> **Teks Sumber**
___

Oleh : Nurdin (Dosen IAIN Palopo)
Imam Syafi'i dalam suatu majelis ilmu berdiskusi dengan gurunya, Imam Malik, mengenai rezeki. Imam Malik berkata bahwa "Rezeki itu datang tanpa sebab. Seseorang cukup bertawakkal dengan benar, niscaya Allah akan memberikannnya rezeki".
Diskusi kedua pendiri mazhab antara murid dan guru tersebut, masing-masing bersikukuh pada pendiriannya sebab sang murid Imam Syafi'i berpandangan lain kebalikan dari gurunya, bahwa "untuk mendapatkan rezeki dibutuhkan usaha dan kerja keras. Rezeki tidak datang sendiri, melainkan harus dicari dan didapatkan melalui sebuah usaha"
Kedua ulama besar tersebut menyandarkan pendiriannya pada sebuah hadis nabi dengan mengambil dua hukum yang berbeda namun tidak saling menyalahkan lalu membenarkan pendapatnya sendiri. Itulah indahnya Islam, saling menghormati dan berkasih sayang.
Dari diskusi panjang lebar itulah mungkin, telah dibaca dan dipahami oleh seorang tukang sate asal Madura, Haji Ramli. "Ini sate paling enak di Surabaya, susah cari lawannya, yang aneh sebab bukanya suka-suka dia, harus telepon dulu kalau mau ke sana". Kata seorang pelanggannya.
"Kenapa bukanya seperti itu ?" Dijawab oleh Haji Ramli, "Rezeki itu sudah ada yang ngatur, kenapa harus ngoyo (memaksa) ?". "Bukan ngoyo" jawab pelanggannya, "Bapak bisa kehilangan pelanggannya kalau jualan begitu !" Dijawab Haji Ramli, "Ah, kayak situ aja yang ngatur rezeki".
Pelanggan itu memberi saran sambil meyakinkan pada Haji Ramli sang tukang sate, bahwa "Sebaiknya bapak buka tiap hari, kalau bisa malam juga buka karena banyak orang suka makan sate di malam hari".
Pak Haji Ramli menghela napasnya agak dalam, "Hai anak muda, rezeki itu ada di langit bukan di bumi, Anda muslim kan ?" Tanya pak Haji sambil menatap wajah pelanggannya itu. "Suka ngaji kan ? Coba baca Qur'an ; Mencari nafkah itu siang, malam istirahat" katanya lagi meyakinkan pelanggannya.
"Saya cuma mau jualan siang, kalau malam biarlah itu rezekinya tukang sate yang jualannya malam. Dari jualan sate siang saja, saya sudah merasa cukup dan bersyukur, kenapa harus buka sampai malam ?" Pak Haji Ramli nyerocos sambil membakar sate.

___

> **Bagian Data**
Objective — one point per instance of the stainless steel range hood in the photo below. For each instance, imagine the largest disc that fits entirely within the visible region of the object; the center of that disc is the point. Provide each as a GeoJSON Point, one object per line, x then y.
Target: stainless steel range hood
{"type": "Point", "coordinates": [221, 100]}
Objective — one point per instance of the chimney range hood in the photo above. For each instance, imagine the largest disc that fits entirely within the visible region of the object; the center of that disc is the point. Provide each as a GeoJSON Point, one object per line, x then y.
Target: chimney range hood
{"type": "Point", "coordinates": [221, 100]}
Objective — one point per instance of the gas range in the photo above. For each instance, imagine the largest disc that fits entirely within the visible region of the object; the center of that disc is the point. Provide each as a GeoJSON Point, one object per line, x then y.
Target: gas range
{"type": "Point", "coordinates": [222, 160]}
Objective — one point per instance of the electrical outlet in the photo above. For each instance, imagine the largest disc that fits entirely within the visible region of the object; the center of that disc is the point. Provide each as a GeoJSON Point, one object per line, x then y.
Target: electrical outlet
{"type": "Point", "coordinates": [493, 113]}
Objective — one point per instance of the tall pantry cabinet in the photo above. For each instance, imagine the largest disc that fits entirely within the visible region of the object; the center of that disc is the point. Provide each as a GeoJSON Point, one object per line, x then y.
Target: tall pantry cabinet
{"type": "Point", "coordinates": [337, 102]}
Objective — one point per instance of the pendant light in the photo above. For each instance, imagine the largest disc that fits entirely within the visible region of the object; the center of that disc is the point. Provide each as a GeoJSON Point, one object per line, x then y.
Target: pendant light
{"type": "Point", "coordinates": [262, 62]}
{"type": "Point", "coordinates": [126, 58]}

___

> **Perintah Tugas 1**
Dalam teks sumber, dari mana asal Haji Ramli si tukang sate?
> **Perintah Tugas 2**
Ubah baris daftar mulai dari baris yang memuat "Objective — one point per instance of the tall" sampai akhir daftar, keduanya ikut, menjadi tabel Markdown berkolom "No." dan "Baris". Lewati baris kosong.

> **Keluaran Lengkap 1**
Haji Ramli berasal dari Madura.

> **Keluaran Lengkap 2**
| No. | Baris |
|---|---|
| 1 | Objective — one point per instance of the tall pantry cabinet in the photo above. For each instance, imagine the largest disc that fits entirely within the visible region of the object; the center of that disc is the point. Provide each as a GeoJSON Point, one object per line, x then y. |
| 2 | Target: tall pantry cabinet |
| 3 | {"type": "Point", "coordinates": [337, 102]} |
| 4 | Objective — one point per instance of the pendant light in the photo above. For each instance, imagine the largest disc that fits entirely within the visible region of the object; the center of that disc is the point. Provide each as a GeoJSON Point, one object per line, x then y. |
| 5 | Target: pendant light |
| 6 | {"type": "Point", "coordinates": [262, 62]} |
| 7 | {"type": "Point", "coordinates": [126, 58]} |